Exercise text ->
- - -

However, critics for contact tracing include the ICCL (Irish Council for Civil Liberties), who created a fairly damning report card of the Ireland government’s version of Protect.scot. They challenge some of Ireland’s assertions around the use of the app, but at least give it a (mostly) thumbs up from a technical and privacy perspective.
The app that Protect Scotland delivered appears to be a fork of Ireland’s app, which is good, but even better, without the problematic symptom-tracking features which the ICCL so heavily criticised. Additionally, the Scottish government haven’t made unsubstantiated claims about the efficacy of this app, which was another criticism levelled at Ireland’s HSE.
My phone is too old!
Possibly: you have to be running IOS 13.7, or at least Android 6 (Marshmallow) to use the app. In practical terms, that’s an iPhone 6s or above, or pretty much any Android phone that isn’t more than five years old. Google are (for once!) ahead of the game here, since that Android 6 release was the first version to incorporate the Google Play Services framework that the new notification system is using. So it’s just an app update, rather than needing a whole new feature being baked into the O/S which was the case for IOS.
Note: Some articles suggest that IOS 13.5 is enough to support the app, but I suspect that this was before the Apple/Google API was updated to its current version (1.5). Your mileage may vary, but recent reports do suggest that 13.7 will be required.
Will my use of Bluetooth earbuds/headphones/speakers interfere with the app?
Definitely not. Even classic Bluetooth could support up to 7 simultaneous connections, but BLE supports up to 20. You can read more about how BLE beacons work here.
But it’s otherwise a perfect system?
Ha, good god no. If only that were true. Or even possible.

- - -

Exercise data ->
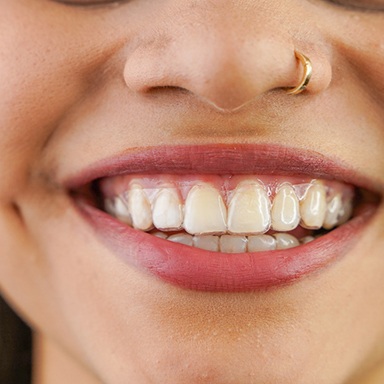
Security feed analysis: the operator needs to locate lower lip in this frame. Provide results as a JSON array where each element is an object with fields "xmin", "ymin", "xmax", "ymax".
[{"xmin": 78, "ymin": 202, "xmax": 374, "ymax": 292}]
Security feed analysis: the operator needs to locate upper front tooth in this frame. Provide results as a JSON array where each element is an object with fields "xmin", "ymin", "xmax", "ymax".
[
  {"xmin": 184, "ymin": 183, "xmax": 227, "ymax": 235},
  {"xmin": 193, "ymin": 235, "xmax": 220, "ymax": 252},
  {"xmin": 228, "ymin": 182, "xmax": 271, "ymax": 234},
  {"xmin": 300, "ymin": 183, "xmax": 327, "ymax": 229},
  {"xmin": 128, "ymin": 184, "xmax": 153, "ymax": 231},
  {"xmin": 220, "ymin": 235, "xmax": 247, "ymax": 253},
  {"xmin": 152, "ymin": 188, "xmax": 183, "ymax": 231},
  {"xmin": 271, "ymin": 184, "xmax": 300, "ymax": 232}
]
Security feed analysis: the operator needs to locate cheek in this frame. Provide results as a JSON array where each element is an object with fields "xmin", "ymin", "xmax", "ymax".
[{"xmin": 0, "ymin": 2, "xmax": 123, "ymax": 199}]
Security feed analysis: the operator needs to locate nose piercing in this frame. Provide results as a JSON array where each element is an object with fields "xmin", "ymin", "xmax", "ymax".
[{"xmin": 287, "ymin": 51, "xmax": 312, "ymax": 95}]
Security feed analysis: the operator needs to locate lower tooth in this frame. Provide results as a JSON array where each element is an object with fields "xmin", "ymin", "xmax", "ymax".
[
  {"xmin": 248, "ymin": 235, "xmax": 276, "ymax": 252},
  {"xmin": 168, "ymin": 233, "xmax": 193, "ymax": 247},
  {"xmin": 220, "ymin": 235, "xmax": 247, "ymax": 253},
  {"xmin": 273, "ymin": 233, "xmax": 300, "ymax": 249},
  {"xmin": 193, "ymin": 235, "xmax": 219, "ymax": 252}
]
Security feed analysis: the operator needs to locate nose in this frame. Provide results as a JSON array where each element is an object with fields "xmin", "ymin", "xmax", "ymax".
[{"xmin": 124, "ymin": 0, "xmax": 328, "ymax": 111}]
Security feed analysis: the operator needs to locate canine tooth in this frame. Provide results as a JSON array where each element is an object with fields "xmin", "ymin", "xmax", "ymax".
[
  {"xmin": 151, "ymin": 231, "xmax": 168, "ymax": 239},
  {"xmin": 300, "ymin": 236, "xmax": 315, "ymax": 244},
  {"xmin": 220, "ymin": 235, "xmax": 247, "ymax": 253},
  {"xmin": 168, "ymin": 233, "xmax": 193, "ymax": 247},
  {"xmin": 228, "ymin": 182, "xmax": 271, "ymax": 234},
  {"xmin": 300, "ymin": 183, "xmax": 327, "ymax": 229},
  {"xmin": 193, "ymin": 235, "xmax": 219, "ymax": 252},
  {"xmin": 323, "ymin": 194, "xmax": 343, "ymax": 229},
  {"xmin": 273, "ymin": 233, "xmax": 300, "ymax": 249},
  {"xmin": 184, "ymin": 184, "xmax": 227, "ymax": 235},
  {"xmin": 337, "ymin": 199, "xmax": 353, "ymax": 225},
  {"xmin": 152, "ymin": 188, "xmax": 183, "ymax": 230},
  {"xmin": 128, "ymin": 184, "xmax": 153, "ymax": 231},
  {"xmin": 248, "ymin": 235, "xmax": 276, "ymax": 252},
  {"xmin": 114, "ymin": 196, "xmax": 132, "ymax": 225},
  {"xmin": 271, "ymin": 184, "xmax": 300, "ymax": 232},
  {"xmin": 104, "ymin": 197, "xmax": 116, "ymax": 216}
]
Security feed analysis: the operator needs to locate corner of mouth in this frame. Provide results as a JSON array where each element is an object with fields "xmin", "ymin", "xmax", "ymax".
[{"xmin": 65, "ymin": 145, "xmax": 382, "ymax": 291}]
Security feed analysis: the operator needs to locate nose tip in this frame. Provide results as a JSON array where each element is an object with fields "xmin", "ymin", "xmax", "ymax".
[
  {"xmin": 124, "ymin": 8, "xmax": 329, "ymax": 111},
  {"xmin": 184, "ymin": 41, "xmax": 296, "ymax": 111},
  {"xmin": 124, "ymin": 36, "xmax": 298, "ymax": 111}
]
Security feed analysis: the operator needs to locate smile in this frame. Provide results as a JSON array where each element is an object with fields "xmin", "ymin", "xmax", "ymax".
[{"xmin": 68, "ymin": 145, "xmax": 379, "ymax": 292}]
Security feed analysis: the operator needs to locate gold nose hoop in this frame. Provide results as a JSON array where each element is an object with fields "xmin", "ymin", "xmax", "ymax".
[{"xmin": 287, "ymin": 51, "xmax": 312, "ymax": 95}]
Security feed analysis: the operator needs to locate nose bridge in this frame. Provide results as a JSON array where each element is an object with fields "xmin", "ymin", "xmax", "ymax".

- - -

Exercise ->
In the text about the Protect Scotland app, how many simultaneous connections can BLE support?

Exercise output ->
Up to 20.